[Stored items]
....................
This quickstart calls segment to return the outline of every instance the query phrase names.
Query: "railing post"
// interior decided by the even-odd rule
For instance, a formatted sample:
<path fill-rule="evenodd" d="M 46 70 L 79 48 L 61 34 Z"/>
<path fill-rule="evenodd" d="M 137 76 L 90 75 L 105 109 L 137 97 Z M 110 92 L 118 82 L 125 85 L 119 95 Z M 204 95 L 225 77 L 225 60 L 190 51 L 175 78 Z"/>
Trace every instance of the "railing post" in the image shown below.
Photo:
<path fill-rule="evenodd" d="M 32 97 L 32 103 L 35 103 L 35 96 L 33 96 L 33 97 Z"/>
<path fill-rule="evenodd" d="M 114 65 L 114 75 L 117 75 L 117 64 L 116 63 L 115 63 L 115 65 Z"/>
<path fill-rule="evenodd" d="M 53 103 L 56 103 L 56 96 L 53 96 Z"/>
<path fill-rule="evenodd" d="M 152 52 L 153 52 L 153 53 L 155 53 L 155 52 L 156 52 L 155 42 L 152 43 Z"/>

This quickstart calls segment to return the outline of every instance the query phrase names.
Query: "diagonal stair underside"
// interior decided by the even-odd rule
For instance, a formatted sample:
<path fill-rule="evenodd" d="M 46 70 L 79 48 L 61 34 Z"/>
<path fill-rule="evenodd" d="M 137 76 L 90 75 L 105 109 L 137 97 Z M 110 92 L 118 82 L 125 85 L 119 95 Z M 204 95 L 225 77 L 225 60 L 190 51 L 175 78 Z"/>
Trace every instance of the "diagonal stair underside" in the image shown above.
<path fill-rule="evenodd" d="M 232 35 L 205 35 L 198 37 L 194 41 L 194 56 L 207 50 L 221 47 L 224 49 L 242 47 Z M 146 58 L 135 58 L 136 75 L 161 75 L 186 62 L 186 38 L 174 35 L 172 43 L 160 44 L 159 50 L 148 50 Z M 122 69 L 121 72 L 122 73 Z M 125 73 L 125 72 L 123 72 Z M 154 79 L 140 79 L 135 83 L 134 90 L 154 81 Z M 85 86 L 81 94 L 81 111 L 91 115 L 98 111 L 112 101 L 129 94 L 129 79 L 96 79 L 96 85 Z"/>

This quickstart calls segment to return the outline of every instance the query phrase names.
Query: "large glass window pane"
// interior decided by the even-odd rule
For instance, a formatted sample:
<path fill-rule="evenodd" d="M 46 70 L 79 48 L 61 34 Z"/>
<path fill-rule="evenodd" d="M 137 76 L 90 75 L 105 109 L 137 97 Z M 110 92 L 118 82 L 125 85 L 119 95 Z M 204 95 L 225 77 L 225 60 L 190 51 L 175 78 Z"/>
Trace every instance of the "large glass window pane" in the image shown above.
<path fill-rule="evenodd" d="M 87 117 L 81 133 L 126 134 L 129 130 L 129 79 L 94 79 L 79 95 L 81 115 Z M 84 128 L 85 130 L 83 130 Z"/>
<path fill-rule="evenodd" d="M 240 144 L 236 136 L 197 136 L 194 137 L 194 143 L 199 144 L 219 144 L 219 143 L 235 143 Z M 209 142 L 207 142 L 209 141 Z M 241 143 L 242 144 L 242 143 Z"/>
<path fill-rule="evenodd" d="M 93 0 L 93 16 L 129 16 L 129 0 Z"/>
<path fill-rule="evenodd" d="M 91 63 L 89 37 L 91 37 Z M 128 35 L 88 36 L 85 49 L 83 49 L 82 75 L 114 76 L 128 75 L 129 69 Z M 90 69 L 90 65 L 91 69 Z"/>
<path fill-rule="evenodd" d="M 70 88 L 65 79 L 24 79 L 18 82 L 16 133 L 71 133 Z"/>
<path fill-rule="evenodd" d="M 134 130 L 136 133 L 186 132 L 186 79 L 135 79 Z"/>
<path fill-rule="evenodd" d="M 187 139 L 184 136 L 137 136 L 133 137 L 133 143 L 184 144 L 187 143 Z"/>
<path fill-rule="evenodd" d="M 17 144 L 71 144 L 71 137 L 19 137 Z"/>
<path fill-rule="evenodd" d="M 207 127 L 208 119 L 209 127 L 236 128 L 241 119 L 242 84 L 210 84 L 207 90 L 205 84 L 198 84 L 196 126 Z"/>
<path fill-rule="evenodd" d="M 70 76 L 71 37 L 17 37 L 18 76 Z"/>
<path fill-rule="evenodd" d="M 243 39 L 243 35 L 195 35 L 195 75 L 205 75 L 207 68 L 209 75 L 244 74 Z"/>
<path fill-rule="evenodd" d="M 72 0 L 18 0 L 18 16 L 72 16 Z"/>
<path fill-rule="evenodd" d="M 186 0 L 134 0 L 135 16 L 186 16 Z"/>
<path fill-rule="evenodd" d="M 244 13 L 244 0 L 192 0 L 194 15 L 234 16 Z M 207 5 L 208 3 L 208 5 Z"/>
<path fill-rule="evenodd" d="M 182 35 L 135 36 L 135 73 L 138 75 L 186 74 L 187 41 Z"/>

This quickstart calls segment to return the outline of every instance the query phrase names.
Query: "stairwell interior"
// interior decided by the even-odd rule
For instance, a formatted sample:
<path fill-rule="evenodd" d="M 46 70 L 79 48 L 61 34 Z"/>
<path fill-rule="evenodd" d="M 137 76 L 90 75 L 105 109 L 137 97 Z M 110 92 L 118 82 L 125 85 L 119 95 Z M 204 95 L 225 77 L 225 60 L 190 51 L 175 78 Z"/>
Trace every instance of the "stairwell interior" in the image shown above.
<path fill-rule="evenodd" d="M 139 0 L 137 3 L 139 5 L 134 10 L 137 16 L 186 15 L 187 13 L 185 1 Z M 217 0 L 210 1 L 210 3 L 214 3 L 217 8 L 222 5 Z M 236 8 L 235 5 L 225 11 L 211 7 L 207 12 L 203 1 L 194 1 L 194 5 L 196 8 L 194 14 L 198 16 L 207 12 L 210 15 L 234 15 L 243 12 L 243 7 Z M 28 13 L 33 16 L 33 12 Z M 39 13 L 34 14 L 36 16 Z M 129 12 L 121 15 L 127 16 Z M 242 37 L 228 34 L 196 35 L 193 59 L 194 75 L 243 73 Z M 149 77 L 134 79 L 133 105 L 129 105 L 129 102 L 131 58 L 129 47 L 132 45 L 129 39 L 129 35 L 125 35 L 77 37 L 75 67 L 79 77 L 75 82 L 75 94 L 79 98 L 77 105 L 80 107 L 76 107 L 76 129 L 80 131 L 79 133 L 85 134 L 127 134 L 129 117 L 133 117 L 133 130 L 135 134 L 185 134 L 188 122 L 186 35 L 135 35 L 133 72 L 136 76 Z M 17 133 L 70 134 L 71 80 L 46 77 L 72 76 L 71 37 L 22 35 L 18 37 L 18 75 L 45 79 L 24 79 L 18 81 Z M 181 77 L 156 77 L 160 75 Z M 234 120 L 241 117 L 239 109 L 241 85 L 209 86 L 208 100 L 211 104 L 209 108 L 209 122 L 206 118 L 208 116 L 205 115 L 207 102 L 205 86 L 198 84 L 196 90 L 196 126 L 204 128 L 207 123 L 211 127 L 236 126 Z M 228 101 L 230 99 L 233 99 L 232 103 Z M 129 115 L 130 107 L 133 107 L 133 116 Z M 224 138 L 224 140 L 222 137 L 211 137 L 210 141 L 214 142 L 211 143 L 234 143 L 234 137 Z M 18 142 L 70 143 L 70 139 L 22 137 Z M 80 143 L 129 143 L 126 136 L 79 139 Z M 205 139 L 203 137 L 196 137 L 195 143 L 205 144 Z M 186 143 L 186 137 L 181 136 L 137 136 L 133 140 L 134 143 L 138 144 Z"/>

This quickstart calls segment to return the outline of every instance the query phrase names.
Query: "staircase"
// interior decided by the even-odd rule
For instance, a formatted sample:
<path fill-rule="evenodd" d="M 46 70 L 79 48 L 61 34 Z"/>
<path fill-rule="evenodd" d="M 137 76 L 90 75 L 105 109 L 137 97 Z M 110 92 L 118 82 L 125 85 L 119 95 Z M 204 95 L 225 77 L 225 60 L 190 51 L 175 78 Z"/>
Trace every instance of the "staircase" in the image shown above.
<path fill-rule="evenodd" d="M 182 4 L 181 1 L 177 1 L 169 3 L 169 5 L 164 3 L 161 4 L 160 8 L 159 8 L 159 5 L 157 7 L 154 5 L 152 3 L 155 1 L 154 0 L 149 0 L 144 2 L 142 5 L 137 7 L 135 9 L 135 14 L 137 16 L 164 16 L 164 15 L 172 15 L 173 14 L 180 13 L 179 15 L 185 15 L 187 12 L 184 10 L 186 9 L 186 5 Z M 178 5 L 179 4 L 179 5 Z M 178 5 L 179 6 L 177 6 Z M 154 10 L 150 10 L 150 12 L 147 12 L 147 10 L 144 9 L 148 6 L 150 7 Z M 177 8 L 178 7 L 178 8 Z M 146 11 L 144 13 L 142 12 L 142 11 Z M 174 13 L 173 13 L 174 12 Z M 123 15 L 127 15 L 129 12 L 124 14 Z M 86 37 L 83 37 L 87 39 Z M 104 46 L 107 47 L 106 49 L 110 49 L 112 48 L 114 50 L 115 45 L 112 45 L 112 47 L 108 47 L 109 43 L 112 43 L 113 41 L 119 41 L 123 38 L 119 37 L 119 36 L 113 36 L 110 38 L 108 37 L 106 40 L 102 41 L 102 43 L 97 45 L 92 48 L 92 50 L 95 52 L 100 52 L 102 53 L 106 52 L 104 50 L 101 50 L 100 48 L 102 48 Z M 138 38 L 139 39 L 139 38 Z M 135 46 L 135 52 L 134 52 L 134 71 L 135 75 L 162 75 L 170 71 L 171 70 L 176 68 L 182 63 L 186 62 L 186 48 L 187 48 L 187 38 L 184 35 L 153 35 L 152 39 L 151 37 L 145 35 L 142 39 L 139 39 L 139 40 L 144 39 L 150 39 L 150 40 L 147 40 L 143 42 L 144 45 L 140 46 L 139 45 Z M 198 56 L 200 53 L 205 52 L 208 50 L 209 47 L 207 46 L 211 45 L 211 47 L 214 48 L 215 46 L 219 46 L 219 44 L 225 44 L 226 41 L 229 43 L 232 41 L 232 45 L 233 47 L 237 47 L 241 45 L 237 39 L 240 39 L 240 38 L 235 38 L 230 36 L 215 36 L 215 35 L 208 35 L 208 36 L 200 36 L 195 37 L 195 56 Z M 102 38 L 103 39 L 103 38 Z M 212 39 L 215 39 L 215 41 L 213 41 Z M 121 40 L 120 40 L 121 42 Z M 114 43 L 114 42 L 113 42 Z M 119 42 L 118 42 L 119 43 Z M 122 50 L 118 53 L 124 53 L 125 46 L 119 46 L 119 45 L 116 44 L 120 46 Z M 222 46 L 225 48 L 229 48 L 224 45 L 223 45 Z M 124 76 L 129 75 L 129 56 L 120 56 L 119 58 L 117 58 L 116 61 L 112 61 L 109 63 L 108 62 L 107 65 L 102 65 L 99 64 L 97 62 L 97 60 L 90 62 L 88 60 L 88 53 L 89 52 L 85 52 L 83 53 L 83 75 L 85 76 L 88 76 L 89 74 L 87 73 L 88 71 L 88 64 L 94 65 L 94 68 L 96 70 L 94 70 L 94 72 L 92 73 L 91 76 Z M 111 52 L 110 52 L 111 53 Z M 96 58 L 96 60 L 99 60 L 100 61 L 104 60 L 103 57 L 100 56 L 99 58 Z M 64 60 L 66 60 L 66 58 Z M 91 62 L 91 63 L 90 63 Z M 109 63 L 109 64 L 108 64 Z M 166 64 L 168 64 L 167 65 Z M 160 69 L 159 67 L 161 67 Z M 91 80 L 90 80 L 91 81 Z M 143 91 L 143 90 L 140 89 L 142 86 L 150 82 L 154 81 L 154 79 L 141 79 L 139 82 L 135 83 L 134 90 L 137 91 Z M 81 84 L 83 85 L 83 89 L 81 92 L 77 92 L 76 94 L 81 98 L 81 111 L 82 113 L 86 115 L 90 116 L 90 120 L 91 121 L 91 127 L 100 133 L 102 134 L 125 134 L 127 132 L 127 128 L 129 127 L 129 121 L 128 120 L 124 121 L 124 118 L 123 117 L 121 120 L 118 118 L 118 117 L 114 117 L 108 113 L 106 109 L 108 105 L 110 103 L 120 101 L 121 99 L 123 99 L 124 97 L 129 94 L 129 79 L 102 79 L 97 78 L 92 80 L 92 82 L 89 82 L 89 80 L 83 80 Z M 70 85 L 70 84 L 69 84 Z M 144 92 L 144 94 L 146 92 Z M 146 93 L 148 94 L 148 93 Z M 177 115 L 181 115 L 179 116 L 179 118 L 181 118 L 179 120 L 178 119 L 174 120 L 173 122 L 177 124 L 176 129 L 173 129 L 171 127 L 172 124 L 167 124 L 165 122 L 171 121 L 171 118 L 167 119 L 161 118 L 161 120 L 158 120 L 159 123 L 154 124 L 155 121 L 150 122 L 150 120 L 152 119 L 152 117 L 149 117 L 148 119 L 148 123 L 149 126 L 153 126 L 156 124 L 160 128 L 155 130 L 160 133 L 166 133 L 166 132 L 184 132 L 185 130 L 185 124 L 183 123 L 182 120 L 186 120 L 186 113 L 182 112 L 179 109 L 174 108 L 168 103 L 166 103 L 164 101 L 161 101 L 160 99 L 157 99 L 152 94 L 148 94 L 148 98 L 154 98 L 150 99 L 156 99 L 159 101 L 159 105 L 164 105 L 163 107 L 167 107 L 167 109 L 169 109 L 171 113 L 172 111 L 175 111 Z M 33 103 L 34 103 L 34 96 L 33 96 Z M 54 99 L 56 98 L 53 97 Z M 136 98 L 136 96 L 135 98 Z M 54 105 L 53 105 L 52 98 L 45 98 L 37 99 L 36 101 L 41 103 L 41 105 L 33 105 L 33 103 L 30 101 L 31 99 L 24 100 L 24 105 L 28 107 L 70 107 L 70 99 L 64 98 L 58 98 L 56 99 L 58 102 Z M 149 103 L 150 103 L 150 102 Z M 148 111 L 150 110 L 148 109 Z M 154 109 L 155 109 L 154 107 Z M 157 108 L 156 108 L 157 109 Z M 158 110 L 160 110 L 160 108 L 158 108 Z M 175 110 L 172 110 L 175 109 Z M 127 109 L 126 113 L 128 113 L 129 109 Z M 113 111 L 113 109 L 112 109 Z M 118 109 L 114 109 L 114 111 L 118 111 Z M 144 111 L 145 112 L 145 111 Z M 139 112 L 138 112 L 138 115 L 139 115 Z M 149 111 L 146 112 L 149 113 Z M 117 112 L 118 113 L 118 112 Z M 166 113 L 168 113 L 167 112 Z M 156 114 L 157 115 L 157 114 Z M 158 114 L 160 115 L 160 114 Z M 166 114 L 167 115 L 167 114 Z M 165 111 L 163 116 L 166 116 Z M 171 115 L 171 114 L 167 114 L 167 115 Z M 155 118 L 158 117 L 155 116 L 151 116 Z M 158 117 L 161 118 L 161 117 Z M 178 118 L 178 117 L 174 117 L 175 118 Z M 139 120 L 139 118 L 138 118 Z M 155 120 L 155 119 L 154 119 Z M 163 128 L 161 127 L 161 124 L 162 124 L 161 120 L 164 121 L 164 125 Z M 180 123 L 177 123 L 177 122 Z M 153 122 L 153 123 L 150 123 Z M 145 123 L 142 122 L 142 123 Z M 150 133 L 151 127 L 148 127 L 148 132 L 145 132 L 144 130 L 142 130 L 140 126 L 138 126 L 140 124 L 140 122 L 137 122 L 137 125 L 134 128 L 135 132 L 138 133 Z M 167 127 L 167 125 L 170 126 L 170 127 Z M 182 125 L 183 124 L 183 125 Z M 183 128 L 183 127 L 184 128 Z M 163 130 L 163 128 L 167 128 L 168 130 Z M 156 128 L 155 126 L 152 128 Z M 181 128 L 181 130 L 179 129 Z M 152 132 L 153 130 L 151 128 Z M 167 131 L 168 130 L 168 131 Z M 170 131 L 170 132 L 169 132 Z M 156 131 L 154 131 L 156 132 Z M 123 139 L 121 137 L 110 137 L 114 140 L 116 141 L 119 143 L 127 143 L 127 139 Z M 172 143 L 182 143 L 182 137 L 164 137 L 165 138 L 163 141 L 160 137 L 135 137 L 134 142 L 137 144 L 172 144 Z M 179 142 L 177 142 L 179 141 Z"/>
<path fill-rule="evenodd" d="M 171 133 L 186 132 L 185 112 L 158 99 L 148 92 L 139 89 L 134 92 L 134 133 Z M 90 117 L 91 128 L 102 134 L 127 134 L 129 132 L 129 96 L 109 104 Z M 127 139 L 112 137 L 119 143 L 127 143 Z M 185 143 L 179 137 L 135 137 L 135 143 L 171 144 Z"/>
....................
Reproduce the stretch of the records above from their start through the line containing "152 52 L 153", requests included. Multiply every coordinate in the answer outlines by 2.25 and round each result to a whole number, with halves rounded up.

This quickstart calls segment to return the outline of every instance the query phrase names.
Query: "railing post"
// interior decided by the even-odd rule
For instance, a formatted sample:
<path fill-rule="evenodd" d="M 46 70 L 79 48 L 61 34 Z"/>
<path fill-rule="evenodd" d="M 137 76 L 90 75 L 105 109 L 137 97 Z M 110 92 L 118 82 L 125 85 L 119 95 Z M 204 95 L 225 77 L 225 60 L 190 51 L 175 78 Z"/>
Trace every instance of the "railing post" in the image shown below.
Photo:
<path fill-rule="evenodd" d="M 72 218 L 72 232 L 79 232 L 79 216 L 74 216 L 74 218 Z"/>
<path fill-rule="evenodd" d="M 257 146 L 257 169 L 263 169 L 263 144 L 261 142 L 259 142 L 259 146 Z"/>
<path fill-rule="evenodd" d="M 119 232 L 126 232 L 126 216 L 119 216 Z"/>
<path fill-rule="evenodd" d="M 342 117 L 344 117 L 344 119 L 349 119 L 349 117 L 351 117 L 349 95 L 342 97 Z"/>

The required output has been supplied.